BEGIN Supplied passage

Lampard hits back at Mourinho selection criticism
MANCHESTER, England -- Frank Lampard has hit back at Jose Mourinho's criticism of his team selection against Manchester United by insisting that he doesn't care what pundits say.
Mourinho, working for Sky Sports, said Lampard could have picked a team with more "know how" instead of selecting youngsters Mason Mount and Tammy Abraham for the 4-0 defeat at Old Trafford.
But Lampard rejected his former manager's claim by insisting more experienced players like N'Golo Kante, Olivier Giroud and Willian were not available to start.
"I can't drag people out of the medical room, whether they're experienced or not," said Lampard after his first competitive game as Chelsea boss.
"The players we played today, and on the bench, are the players we have. We were clearly the better team for 45 or even 60 minutes but we made individual errors that led to four goals from five shots. That's the harsh reality.

END Supplied passage
BEGIN Supplied material

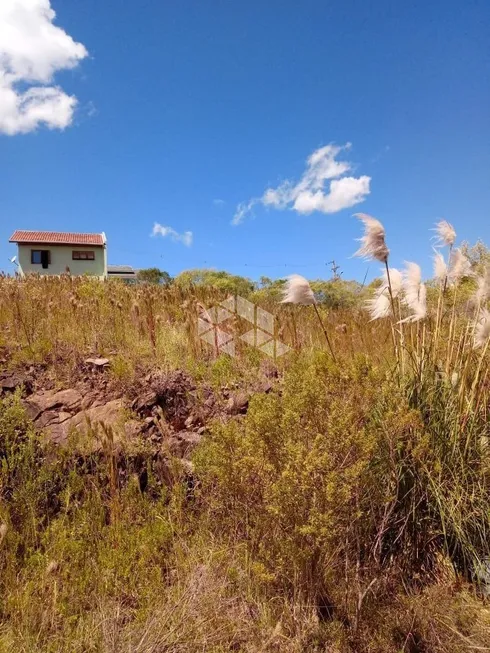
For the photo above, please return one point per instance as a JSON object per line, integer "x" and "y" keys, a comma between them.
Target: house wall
{"x": 61, "y": 257}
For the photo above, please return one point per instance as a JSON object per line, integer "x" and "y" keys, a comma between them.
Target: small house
{"x": 54, "y": 252}
{"x": 125, "y": 273}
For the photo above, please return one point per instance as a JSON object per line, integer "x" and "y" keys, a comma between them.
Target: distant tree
{"x": 230, "y": 283}
{"x": 154, "y": 275}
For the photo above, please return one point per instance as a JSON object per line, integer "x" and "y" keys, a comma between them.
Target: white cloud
{"x": 159, "y": 229}
{"x": 310, "y": 193}
{"x": 32, "y": 50}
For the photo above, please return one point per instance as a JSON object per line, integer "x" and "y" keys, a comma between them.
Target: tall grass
{"x": 346, "y": 511}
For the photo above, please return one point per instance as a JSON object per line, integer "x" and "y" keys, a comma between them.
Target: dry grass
{"x": 348, "y": 511}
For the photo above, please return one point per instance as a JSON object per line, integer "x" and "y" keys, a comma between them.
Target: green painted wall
{"x": 61, "y": 257}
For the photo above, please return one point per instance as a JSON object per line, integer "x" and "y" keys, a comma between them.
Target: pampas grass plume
{"x": 373, "y": 241}
{"x": 459, "y": 267}
{"x": 446, "y": 235}
{"x": 297, "y": 291}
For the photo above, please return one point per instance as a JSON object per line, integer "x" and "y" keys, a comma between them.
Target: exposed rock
{"x": 145, "y": 401}
{"x": 182, "y": 444}
{"x": 47, "y": 418}
{"x": 110, "y": 414}
{"x": 10, "y": 382}
{"x": 45, "y": 401}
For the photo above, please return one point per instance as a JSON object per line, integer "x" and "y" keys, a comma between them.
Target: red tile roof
{"x": 57, "y": 238}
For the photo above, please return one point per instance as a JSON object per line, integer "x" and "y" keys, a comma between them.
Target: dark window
{"x": 83, "y": 256}
{"x": 41, "y": 257}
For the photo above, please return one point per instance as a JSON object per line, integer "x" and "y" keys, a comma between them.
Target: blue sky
{"x": 186, "y": 110}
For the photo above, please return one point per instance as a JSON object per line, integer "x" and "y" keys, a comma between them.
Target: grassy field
{"x": 346, "y": 511}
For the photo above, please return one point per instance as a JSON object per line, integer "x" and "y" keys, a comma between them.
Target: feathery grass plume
{"x": 379, "y": 306}
{"x": 446, "y": 235}
{"x": 482, "y": 329}
{"x": 440, "y": 268}
{"x": 373, "y": 241}
{"x": 459, "y": 267}
{"x": 297, "y": 291}
{"x": 483, "y": 290}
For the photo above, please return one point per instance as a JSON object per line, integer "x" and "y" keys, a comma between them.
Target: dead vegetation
{"x": 174, "y": 500}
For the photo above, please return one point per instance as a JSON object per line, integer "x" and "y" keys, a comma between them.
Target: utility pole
{"x": 335, "y": 270}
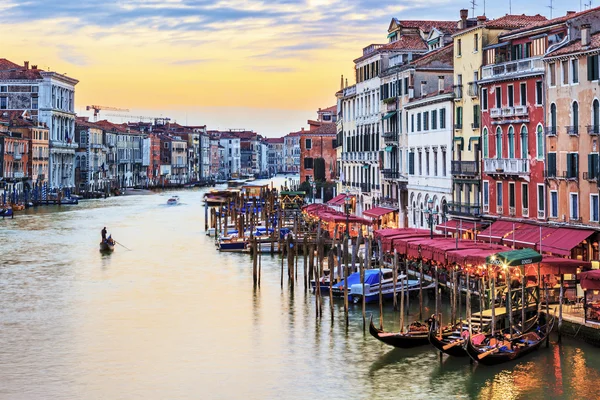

END Supplied material

[Task brief] Reproduce the entire article about Lampard answering Mourinho's criticism word for word.

[Solution for this problem]
Lampard hits back at Mourinho selection criticism
MANCHESTER, England -- Frank Lampard has hit back at Jose Mourinho's criticism of his team selection against Manchester United by insisting that he doesn't care what pundits say.
Mourinho, working for Sky Sports, said Lampard could have picked a team with more "know how" instead of selecting youngsters Mason Mount and Tammy Abraham for the 4-0 defeat at Old Trafford.
But Lampard rejected his former manager's claim by insisting more experienced players like N'Golo Kante, Olivier Giroud and Willian were not available to start.
"I can't drag people out of the medical room, whether they're experienced or not," said Lampard after his first competitive game as Chelsea boss.
"The players we played today, and on the bench, are the players we have. We were clearly the better team for 45 or even 60 minutes but we made individual errors that led to four goals from five shots. That's the harsh reality.